(WHAT THIS TASK INVOLVES): Show each line of the items below that has the word "building" in it, copied in full.
"""
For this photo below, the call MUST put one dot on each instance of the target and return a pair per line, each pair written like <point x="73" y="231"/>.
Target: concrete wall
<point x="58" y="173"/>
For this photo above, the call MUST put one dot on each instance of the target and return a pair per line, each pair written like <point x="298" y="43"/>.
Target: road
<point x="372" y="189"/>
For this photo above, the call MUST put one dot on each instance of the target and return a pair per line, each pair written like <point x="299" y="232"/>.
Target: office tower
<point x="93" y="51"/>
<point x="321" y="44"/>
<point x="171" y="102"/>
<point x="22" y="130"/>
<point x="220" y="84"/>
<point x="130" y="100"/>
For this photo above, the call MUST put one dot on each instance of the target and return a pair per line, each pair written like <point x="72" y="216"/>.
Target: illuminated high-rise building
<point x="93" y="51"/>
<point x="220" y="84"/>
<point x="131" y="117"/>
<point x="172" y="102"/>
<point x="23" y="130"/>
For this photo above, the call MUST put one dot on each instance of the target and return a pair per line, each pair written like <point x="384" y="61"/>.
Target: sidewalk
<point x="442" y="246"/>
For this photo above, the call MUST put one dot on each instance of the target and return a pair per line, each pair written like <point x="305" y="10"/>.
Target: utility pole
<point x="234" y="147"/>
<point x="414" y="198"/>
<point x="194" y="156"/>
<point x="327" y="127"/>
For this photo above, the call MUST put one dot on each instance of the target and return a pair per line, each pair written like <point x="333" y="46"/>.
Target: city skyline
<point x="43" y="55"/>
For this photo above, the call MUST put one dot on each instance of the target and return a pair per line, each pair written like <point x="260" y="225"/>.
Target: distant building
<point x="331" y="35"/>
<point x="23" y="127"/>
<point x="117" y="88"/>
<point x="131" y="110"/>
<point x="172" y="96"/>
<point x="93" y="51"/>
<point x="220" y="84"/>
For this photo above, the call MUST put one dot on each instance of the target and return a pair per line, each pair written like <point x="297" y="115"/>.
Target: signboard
"""
(RESULT OF THIS TASK):
Target: illuminated high-rise building
Target: distant building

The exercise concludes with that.